**WHAT IS NEEDED:**
Starting at the line that contains "Reviewer note: every instance of the calf" and ending at the end of the records, rewrite those lines with "calf" renamed to "young cow", leaving everything else unchanged.

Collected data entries
----------
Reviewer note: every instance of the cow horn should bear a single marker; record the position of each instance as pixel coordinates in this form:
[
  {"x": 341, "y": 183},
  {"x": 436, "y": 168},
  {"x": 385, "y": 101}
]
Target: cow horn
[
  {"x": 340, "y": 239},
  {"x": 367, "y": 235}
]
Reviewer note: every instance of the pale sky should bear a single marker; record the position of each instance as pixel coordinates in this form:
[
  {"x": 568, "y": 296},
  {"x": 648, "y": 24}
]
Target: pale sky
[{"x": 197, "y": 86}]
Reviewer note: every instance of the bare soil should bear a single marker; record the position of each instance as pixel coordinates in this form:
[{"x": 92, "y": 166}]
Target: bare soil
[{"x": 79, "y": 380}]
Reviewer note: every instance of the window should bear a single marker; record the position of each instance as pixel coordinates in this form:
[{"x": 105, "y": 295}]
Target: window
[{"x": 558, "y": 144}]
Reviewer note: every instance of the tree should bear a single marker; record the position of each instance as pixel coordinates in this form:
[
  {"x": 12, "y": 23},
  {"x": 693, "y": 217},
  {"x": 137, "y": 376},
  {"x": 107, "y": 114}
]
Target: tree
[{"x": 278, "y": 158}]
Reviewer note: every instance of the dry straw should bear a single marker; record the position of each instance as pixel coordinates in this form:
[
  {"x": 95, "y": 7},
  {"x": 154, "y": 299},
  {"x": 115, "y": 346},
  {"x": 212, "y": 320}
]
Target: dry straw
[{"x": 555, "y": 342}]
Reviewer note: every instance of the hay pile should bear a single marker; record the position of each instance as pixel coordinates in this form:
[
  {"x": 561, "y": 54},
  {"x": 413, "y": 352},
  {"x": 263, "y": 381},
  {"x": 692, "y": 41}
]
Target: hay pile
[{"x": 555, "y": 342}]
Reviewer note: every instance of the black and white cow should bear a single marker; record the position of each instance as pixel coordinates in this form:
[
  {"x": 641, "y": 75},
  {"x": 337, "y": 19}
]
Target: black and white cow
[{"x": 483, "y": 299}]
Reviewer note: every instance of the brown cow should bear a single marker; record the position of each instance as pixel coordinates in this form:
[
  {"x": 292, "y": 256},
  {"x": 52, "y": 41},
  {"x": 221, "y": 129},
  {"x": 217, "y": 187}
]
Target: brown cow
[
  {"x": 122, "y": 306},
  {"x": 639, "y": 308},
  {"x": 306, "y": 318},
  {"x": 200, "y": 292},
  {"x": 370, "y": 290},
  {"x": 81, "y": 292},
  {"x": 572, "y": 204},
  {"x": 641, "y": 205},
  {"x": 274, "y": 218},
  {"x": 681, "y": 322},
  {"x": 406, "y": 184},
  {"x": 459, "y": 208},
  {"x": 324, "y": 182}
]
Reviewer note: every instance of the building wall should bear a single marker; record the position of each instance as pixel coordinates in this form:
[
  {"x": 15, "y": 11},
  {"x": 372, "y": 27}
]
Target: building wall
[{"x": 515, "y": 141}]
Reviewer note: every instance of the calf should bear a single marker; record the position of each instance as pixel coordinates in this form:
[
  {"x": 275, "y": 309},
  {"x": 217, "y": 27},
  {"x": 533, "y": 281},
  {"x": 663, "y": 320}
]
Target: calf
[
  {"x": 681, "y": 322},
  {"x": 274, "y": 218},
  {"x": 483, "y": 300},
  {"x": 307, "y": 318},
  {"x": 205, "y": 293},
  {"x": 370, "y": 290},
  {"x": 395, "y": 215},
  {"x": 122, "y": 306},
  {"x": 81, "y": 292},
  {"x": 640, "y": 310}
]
----------
**OUTPUT FOR THIS TASK:**
Reviewer note: every instance of the young cow should bear a single marker; record the position of each instance as pixel coordinates in this form:
[
  {"x": 275, "y": 309},
  {"x": 217, "y": 27},
  {"x": 533, "y": 281},
  {"x": 663, "y": 320}
]
Target: young cow
[
  {"x": 681, "y": 322},
  {"x": 274, "y": 218},
  {"x": 483, "y": 300},
  {"x": 307, "y": 318},
  {"x": 205, "y": 293},
  {"x": 370, "y": 290},
  {"x": 395, "y": 215},
  {"x": 122, "y": 306},
  {"x": 81, "y": 292},
  {"x": 640, "y": 310}
]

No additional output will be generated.